→ **Page extract**
'''

Bug #10701

[Crunch2] crunch-dispatch-slurm leaks file descriptors

Added by Peter Amstutz over 2 years ago. Updated over 2 years ago.

Status:
Resolved
Priority:
Normal
Assigned To:
Category:
-
Target version:
Start date:
01/31/2017
Due date:
% Done:

100%

Estimated time:
(Total: 0.00 h)
Story points:
-
Release:
Release relationship:
Auto

Subtasks

Task #10741: ReviewResolvedPeter Amstutz

Task #11086: Review 10701-refactor-dispatchResolvedTom Clegg


Related issues

Related to Arvados - Bug #10700: [Crunch2] crunch-dispatch-slurm pileupResolved01/27/2017

Associated revisions

Revision c3d4f8a5
Added by Tom Clegg over 2 years ago

Merge branch '10700-dispatch'

closes #10700
refs #10701
closes #10702
closes #10703
closes #10704

Conflicts:
services/crunch-dispatch-slurm/crunch-dispatch-slurm.go

Revision c86cbaa6
Added by Tom Clegg over 2 years ago

Merge branch '10701-refactor-dispatch'

closes #10701

History

#1 Updated by Peter Amstutz over 2 years ago

  • Subject changed from [Crunch2] crunch-dispatch-slurm possibly leaks file descriptors to [Crunch2] crunch-dispatch-slurm leaks file descriptors

#2 Updated by Peter Amstutz over 2 years ago

  • Target version set to 2017-01-04 sprint

#3 Updated by Peter Amstutz over 2 years ago

  • Assigned To set to Peter Amstutz

#4 Updated by Peter Amstutz over 2 years ago

  • Target version changed from 2017-01-04 sprint to 2017-01-18 sprint

#5 Updated by Peter Amstutz over 2 years ago

  • Target version changed from 2017-01-18 sprint to 2017-02-01 sprint

#6 Updated by Tom Clegg over 2 years ago

  • Assigned To changed from Peter Amstutz to Tom Clegg

#7 Updated by Tom Clegg over 2 years ago

Just before reaching max fds, server logs show many attempts to run sbatch. Some failed ("Error submitting container [...]: Container submission failed: [...]") but some seem to leave (or get stuck in?) submit() without saying anything after "sbatch starting":

2016-12-08_22:40:45.07549 2016/12/08 22:40:45 sbatch starting: ["sbatch" "--share" "--workdir=/tmp" "--job-name=9tee4-dz642-5s5vdaeeu98qhbr" "--mem-per-cpu=100000" "--cpus-per-task=1"]
2016-12-08_22:40:45.15559 2016/12/08 22:40:45 Monitoring container 9tee4-dz642-5s5vdaeeu98qhbr finished

There is a bunch of unnecessary pipe-wrangling in in submit(), which I replaced with this:

    cmd.Stdin = strings.NewReader(...)

'''

Image entries on named regions:
'''

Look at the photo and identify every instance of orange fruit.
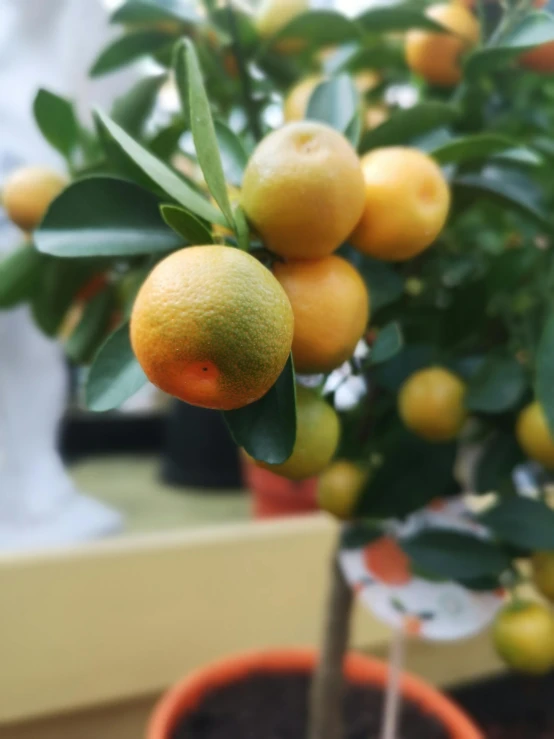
[405,2,480,87]
[249,386,340,480]
[2,167,68,231]
[350,146,450,262]
[317,459,367,521]
[364,536,412,585]
[519,41,554,74]
[283,74,324,123]
[131,245,294,410]
[273,254,369,374]
[398,367,467,441]
[531,552,554,602]
[516,400,554,469]
[493,602,554,675]
[241,121,364,259]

'''

→ **Problem A**
Rewrite the bug report from "2016-12-08_22:40:45.07549 2016/12/08 22:40:45" up to and including "cmd.Stdin = strings.NewReader(...)", changing "pipe-wrangling" to "pipe handling".
→ **Problem B**
Turn every line of the records into a numbered list, skipping blank lines and leaving out the pictures.

→ **Task result A**
2016-12-08_22:40:45.07549 2016/12/08 22:40:45 sbatch starting: ["sbatch" "--share" "--workdir=/tmp" "--job-name=9tee4-dz642-5s5vdaeeu98qhbr" "--mem-per-cpu=100000" "--cpus-per-task=1"]
2016-12-08_22:40:45.15559 2016/12/08 22:40:45 Monitoring container 9tee4-dz642-5s5vdaeeu98qhbr finished

There is a bunch of unnecessary pipe handling in in submit(), which I replaced with this:

    cmd.Stdin = strings.NewReader(...)

→ **Task result B**
1. Look at the photo and identify every instance of orange fruit.
2. [405,2,480,87]
3. [249,386,340,480]
4. [2,167,68,231]
5. [350,146,450,262]
6. [317,459,367,521]
7. [364,536,412,585]
8. [519,41,554,74]
9. [283,74,324,123]
10. [131,245,294,410]
11. [273,254,369,374]
12. [398,367,467,441]
13. [531,552,554,602]
14. [516,400,554,469]
15. [493,602,554,675]
16. [241,121,364,259]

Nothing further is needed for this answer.